First established in 1937, the island's resort lies on Bauer Bay on the northern end of the island and so is well protected from the prevailing south-easterly winds. The resort area, now known as South Molle Island Resort, is owned by Koala Adventures and has a nine-hole golf course in addition to 200 rooms that can accommodate 600 guests. In 1961 a large jetty was built as the small jetty that existed was only usable at high tide.

Popular hiking and cycling trips include the walk to Mount Jeffreys in the southern half of the island, from which one can continue southwest to Sandy Bay.

The operating rights to the South Molle Island resort were acquired by Ansett Transport Industries in 1986. At the time, Ansett was half owner of Hamilton Island Airport which provided a strong stream of tourists to South Molle. Bauer Bay holds a seaplane base.
============
▸ **Requirement**:
Extend the South Molle Island passage above, continuing on from its last sentence.
============
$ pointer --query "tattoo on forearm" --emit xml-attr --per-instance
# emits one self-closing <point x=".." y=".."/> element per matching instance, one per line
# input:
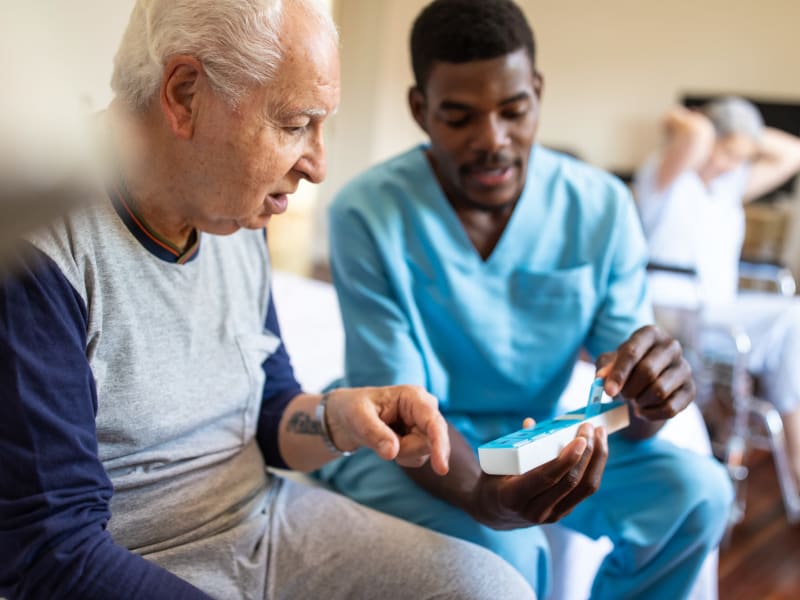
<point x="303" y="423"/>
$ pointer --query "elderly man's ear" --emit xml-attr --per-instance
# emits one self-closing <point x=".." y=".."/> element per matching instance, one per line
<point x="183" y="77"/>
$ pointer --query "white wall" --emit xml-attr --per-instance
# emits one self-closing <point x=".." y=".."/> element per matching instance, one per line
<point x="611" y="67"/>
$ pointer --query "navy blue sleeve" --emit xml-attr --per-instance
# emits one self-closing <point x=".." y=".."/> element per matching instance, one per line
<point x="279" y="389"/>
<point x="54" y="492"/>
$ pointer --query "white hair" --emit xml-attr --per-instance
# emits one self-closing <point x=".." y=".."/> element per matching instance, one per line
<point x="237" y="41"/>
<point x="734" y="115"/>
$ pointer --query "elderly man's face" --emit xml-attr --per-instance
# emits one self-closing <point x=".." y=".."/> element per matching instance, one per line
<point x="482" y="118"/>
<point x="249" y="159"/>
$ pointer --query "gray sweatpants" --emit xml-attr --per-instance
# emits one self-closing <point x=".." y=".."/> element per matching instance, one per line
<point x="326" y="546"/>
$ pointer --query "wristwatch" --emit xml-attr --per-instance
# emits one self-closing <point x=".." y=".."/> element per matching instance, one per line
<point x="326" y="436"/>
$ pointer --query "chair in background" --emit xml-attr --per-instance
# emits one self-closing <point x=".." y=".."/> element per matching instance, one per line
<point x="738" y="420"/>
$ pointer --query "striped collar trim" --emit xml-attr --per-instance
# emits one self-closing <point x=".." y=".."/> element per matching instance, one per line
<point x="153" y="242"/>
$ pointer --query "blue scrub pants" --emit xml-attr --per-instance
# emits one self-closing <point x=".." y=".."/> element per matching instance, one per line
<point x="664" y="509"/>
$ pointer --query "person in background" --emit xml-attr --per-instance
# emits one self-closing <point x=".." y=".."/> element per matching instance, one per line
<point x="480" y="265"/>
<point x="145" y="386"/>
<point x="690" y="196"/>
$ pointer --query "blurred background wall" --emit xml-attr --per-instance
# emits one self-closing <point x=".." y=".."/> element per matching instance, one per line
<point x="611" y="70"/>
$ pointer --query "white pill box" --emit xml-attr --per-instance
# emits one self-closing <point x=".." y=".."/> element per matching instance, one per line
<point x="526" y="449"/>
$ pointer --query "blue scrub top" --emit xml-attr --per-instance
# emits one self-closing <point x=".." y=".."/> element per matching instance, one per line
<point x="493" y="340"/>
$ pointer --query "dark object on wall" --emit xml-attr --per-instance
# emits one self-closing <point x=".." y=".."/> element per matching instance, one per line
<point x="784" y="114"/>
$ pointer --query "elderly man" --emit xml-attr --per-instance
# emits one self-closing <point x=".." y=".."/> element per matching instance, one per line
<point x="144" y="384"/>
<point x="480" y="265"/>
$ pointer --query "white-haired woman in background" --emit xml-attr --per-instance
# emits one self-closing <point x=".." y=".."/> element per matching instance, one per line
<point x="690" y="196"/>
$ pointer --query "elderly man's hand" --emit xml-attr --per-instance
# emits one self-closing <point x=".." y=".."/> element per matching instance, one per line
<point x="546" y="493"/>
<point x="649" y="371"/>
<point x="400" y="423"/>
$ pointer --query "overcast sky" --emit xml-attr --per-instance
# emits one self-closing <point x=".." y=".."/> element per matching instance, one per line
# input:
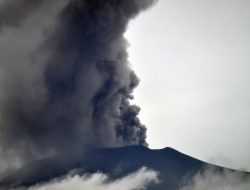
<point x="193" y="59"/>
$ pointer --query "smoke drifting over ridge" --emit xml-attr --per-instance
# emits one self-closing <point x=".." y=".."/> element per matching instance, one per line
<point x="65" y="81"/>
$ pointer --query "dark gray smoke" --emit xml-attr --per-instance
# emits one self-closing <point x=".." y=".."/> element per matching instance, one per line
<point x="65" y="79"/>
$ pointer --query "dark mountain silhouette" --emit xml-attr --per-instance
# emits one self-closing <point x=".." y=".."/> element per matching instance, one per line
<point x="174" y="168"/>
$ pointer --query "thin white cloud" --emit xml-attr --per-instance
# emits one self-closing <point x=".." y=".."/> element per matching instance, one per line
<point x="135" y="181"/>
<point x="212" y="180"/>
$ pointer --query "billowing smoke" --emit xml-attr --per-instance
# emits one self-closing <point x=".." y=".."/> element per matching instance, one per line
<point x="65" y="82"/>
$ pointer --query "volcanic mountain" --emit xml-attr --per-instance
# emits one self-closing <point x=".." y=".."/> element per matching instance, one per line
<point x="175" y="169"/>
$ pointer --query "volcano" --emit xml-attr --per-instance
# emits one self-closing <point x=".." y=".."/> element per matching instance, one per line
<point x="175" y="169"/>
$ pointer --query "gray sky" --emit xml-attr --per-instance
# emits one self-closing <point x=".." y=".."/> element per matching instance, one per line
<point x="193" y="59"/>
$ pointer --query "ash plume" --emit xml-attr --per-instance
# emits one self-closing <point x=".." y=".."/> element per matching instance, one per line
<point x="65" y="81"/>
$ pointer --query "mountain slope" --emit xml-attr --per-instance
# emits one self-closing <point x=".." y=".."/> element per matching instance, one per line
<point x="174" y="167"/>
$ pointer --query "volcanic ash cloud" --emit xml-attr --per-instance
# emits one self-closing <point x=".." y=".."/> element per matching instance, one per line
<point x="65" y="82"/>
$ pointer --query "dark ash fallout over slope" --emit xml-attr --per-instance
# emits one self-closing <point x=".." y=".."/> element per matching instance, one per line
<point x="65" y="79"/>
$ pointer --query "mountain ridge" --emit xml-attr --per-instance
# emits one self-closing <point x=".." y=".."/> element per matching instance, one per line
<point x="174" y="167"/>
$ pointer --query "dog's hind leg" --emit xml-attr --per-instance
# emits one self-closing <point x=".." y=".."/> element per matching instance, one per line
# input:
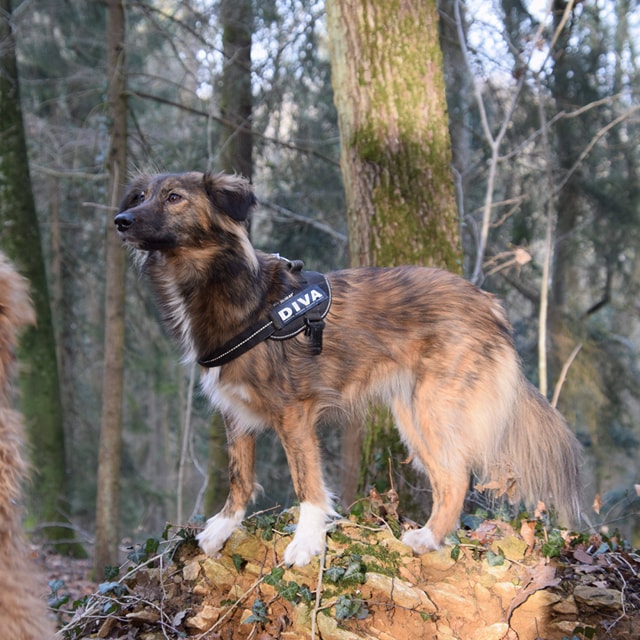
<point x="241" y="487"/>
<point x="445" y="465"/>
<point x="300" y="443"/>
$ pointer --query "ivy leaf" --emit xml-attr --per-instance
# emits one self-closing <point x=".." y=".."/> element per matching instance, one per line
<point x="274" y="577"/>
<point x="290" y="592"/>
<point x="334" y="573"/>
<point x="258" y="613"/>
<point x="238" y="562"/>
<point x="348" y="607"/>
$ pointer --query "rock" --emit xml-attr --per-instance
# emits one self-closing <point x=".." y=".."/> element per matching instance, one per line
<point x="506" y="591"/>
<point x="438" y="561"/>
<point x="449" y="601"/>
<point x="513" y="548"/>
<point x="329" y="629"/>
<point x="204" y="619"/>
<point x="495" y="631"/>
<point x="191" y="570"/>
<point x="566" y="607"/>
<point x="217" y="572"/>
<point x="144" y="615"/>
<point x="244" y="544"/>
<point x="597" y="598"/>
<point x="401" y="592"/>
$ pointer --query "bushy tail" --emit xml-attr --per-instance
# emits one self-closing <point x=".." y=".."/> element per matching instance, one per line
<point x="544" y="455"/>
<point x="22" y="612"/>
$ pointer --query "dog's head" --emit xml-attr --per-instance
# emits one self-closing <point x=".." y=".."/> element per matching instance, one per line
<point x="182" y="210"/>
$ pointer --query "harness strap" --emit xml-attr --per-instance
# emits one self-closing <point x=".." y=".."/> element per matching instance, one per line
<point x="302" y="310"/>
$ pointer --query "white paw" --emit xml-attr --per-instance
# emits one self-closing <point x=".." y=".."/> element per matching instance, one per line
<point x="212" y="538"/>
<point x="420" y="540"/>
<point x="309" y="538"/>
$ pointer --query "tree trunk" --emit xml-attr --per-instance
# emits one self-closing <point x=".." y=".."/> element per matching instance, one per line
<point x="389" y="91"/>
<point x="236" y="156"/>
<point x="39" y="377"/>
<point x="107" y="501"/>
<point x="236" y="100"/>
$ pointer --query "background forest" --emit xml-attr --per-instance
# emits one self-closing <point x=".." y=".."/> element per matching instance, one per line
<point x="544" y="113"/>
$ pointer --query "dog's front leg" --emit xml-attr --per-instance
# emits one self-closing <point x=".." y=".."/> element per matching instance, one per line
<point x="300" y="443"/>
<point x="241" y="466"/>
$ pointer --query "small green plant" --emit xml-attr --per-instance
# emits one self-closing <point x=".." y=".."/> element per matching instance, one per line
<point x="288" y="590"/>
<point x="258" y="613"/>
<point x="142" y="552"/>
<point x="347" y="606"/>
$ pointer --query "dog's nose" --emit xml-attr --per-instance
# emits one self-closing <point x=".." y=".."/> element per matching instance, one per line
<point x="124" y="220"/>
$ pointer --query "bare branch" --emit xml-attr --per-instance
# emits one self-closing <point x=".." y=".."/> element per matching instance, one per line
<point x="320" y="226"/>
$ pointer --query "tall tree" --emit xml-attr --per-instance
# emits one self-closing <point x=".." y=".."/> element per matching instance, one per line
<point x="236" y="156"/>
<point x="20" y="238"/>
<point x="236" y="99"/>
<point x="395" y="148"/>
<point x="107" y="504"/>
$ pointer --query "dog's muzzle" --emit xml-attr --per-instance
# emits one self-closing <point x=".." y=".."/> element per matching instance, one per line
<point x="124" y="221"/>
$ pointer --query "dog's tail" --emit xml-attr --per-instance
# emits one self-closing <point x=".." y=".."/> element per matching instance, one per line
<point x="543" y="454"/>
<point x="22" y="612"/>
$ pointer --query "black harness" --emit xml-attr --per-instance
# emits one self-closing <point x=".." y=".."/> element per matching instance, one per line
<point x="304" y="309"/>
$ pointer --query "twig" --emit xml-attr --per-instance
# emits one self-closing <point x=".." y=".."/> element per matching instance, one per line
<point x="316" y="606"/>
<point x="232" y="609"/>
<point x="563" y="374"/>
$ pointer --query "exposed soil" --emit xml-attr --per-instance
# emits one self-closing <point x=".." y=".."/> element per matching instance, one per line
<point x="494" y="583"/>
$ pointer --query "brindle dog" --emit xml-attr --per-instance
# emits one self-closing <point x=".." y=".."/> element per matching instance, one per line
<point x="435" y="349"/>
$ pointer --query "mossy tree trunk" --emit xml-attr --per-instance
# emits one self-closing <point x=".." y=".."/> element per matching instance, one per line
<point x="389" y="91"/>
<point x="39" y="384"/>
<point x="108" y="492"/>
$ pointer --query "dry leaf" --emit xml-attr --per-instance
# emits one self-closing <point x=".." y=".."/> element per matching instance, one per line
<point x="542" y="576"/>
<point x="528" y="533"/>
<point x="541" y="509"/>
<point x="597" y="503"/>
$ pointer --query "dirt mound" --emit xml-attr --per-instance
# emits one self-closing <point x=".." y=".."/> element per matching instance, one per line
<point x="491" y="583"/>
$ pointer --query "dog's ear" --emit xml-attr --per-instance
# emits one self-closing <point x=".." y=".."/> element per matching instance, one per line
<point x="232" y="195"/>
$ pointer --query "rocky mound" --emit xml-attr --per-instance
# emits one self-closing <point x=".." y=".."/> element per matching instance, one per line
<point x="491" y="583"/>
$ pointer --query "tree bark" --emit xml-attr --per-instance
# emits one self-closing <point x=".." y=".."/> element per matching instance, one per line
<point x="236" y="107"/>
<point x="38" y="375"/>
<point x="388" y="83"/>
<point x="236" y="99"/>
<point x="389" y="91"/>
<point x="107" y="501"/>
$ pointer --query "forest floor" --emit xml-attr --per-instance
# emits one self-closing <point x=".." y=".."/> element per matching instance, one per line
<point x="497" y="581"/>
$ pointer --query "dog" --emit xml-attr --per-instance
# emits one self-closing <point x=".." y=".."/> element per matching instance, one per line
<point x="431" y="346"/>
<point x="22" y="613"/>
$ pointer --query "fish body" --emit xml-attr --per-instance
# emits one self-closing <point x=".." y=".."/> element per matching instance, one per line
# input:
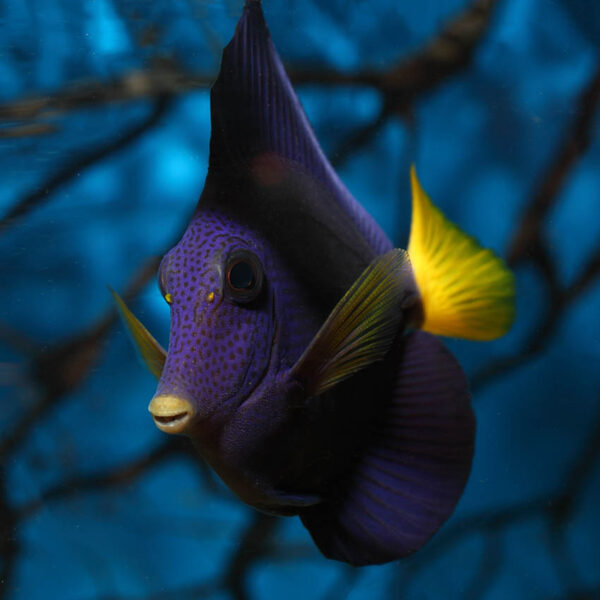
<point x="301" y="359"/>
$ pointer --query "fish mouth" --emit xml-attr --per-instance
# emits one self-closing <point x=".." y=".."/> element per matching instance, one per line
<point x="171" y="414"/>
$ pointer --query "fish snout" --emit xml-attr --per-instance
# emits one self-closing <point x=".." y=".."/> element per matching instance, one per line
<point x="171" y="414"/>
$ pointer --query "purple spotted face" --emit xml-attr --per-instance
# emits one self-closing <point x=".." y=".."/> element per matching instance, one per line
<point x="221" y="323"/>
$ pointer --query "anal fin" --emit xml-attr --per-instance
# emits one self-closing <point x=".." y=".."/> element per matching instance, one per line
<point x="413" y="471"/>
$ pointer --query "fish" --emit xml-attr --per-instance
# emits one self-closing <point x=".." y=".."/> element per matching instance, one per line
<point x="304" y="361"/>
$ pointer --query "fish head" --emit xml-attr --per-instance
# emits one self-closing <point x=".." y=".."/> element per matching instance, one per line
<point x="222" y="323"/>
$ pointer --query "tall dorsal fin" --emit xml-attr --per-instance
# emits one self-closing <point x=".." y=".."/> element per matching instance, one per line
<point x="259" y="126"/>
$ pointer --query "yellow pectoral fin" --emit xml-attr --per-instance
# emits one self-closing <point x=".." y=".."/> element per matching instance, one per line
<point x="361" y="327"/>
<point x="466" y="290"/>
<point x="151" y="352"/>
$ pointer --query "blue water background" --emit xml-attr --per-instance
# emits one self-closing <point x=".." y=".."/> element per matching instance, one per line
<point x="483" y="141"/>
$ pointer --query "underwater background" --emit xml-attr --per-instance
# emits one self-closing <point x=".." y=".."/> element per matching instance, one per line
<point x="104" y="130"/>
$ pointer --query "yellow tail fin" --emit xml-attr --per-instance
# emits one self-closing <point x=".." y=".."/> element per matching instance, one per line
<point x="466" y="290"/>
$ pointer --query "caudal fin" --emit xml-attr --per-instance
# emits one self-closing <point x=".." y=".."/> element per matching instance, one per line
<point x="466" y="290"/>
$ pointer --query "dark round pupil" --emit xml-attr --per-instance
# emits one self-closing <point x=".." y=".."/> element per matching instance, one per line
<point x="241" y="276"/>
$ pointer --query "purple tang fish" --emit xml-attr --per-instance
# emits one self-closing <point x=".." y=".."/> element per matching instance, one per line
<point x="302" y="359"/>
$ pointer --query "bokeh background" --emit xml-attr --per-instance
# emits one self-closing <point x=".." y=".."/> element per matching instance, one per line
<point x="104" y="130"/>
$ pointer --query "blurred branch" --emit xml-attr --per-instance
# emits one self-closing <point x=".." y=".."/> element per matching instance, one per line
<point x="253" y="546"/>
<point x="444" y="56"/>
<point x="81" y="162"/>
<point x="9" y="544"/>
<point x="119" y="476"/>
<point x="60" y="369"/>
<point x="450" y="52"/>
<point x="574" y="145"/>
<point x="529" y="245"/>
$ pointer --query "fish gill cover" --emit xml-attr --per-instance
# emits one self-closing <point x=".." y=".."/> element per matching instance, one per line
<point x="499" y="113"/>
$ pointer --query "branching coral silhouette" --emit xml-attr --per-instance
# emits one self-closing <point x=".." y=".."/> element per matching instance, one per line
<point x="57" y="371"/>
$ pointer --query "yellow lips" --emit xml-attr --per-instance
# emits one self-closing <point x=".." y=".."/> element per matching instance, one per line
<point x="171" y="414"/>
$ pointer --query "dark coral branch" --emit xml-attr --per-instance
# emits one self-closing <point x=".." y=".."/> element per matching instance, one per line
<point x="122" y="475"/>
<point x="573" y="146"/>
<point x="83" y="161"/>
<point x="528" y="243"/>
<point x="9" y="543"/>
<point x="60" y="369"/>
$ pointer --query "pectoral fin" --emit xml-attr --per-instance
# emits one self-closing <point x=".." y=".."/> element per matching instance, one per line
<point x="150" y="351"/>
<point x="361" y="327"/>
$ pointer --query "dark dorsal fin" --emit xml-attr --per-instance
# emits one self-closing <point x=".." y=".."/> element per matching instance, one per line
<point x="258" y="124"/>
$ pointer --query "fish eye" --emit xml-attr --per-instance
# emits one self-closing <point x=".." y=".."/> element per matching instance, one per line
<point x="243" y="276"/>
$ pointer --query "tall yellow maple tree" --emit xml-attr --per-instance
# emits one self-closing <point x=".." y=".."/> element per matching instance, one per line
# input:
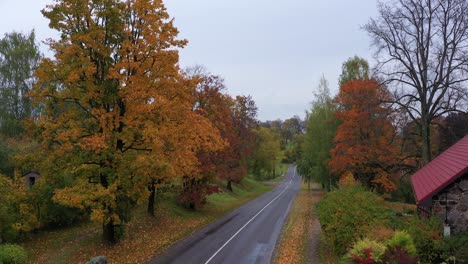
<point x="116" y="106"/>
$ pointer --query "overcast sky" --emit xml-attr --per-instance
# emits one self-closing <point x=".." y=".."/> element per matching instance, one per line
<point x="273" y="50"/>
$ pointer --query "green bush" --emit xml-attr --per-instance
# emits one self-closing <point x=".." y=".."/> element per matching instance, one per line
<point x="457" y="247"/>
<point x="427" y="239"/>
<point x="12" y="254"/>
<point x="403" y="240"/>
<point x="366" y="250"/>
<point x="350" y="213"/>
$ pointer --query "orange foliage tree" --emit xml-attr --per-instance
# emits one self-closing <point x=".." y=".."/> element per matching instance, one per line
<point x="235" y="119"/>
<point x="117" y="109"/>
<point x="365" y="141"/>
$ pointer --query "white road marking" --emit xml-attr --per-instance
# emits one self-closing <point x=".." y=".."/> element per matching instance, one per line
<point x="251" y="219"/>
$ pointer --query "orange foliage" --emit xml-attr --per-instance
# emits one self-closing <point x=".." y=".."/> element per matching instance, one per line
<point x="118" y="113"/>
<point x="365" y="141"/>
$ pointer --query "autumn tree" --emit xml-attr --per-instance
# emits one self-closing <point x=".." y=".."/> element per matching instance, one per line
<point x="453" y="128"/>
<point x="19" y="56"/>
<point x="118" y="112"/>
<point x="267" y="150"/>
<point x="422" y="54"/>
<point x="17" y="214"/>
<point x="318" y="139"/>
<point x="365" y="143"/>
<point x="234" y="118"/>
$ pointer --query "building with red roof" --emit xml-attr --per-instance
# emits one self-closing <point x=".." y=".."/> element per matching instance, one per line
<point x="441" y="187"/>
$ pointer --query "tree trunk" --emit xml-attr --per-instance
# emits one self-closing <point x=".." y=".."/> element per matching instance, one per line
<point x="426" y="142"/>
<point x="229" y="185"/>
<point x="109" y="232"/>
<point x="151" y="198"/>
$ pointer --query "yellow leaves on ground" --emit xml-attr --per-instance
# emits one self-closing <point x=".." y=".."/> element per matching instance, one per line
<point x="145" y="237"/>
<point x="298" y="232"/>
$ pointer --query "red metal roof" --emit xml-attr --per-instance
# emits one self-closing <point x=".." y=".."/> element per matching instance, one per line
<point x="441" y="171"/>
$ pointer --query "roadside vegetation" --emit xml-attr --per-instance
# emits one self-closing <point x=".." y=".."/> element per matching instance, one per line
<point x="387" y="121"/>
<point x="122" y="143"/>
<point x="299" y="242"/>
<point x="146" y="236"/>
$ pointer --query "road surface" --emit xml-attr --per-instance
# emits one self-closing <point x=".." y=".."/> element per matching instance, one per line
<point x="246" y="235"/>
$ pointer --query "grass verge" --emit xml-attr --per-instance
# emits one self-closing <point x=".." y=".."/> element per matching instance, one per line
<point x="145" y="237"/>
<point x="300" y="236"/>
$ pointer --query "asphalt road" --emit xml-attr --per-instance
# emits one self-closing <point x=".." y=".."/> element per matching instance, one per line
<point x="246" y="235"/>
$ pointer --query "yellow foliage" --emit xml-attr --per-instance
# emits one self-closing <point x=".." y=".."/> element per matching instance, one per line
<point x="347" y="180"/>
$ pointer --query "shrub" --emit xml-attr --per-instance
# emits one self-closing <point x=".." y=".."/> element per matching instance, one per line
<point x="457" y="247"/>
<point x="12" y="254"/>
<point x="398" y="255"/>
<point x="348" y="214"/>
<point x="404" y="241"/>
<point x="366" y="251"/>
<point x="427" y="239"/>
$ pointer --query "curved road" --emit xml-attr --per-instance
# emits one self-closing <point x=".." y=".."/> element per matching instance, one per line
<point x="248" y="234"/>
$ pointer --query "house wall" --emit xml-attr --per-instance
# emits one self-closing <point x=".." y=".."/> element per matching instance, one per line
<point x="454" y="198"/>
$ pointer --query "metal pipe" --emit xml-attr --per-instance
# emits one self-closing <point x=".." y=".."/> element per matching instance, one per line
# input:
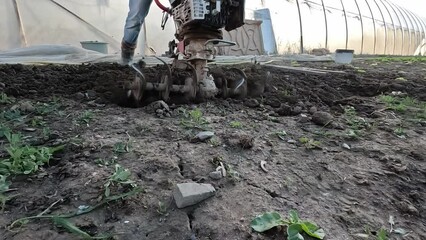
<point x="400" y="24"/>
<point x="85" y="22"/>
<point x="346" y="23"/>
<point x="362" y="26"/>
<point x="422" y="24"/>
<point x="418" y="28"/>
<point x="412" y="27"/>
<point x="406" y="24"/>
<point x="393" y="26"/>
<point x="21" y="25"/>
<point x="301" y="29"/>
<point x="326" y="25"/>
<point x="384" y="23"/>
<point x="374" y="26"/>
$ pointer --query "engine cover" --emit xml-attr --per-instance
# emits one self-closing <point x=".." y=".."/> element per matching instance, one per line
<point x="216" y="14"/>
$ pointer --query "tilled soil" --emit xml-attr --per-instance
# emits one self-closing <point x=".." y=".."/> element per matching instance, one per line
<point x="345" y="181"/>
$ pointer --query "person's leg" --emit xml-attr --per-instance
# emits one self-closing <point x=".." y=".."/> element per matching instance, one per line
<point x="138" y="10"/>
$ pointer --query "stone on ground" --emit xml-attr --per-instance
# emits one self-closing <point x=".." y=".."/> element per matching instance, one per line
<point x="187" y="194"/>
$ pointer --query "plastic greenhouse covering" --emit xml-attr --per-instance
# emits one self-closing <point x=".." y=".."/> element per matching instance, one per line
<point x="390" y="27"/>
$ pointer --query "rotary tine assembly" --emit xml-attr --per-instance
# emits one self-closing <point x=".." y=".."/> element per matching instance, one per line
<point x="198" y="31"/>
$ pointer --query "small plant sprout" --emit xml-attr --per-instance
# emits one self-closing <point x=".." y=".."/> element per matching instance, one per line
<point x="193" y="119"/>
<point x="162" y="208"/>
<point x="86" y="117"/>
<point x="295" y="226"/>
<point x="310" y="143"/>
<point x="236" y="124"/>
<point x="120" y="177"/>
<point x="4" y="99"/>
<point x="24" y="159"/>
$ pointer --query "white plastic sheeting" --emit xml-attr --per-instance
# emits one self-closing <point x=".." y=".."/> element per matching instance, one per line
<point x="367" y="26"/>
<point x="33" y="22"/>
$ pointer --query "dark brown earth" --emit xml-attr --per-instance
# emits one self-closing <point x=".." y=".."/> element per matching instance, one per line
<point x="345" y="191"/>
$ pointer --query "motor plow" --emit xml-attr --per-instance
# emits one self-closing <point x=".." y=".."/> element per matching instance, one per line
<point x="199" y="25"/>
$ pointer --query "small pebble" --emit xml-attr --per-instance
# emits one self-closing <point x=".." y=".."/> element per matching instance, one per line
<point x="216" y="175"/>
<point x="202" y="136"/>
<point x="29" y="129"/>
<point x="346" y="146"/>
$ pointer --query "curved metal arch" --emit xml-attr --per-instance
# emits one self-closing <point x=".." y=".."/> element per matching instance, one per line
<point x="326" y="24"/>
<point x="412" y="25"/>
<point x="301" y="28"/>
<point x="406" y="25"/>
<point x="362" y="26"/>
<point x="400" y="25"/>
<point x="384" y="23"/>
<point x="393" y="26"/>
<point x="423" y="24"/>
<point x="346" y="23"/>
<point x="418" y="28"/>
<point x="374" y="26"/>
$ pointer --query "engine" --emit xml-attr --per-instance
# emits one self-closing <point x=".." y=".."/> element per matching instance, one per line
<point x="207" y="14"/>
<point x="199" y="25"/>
============
▸ **Answer box**:
In 2016, the island was bought by a Chinese company, but was destroyed by Cyclone Debbie only a few months later. As of 2019, the resort remains closed and in disrepair.

==History==
There is some evidence that Aboriginals visited the island to extract hard stone for their weapons. The islands' first pastoral lease was granted in 1883. It was owned by the Bauer family since around 1920 and primarily used for sheep and cattle grazing until a resort was built in the 1950s. In 1970, Cyclone Ada destroyed the island's resort. Coca-Cola filmed a TV commercial on the island.

==Settlement==
Housing for the resort staff and the personnel from the seaplane base is located at the jetty on Bauer Bay.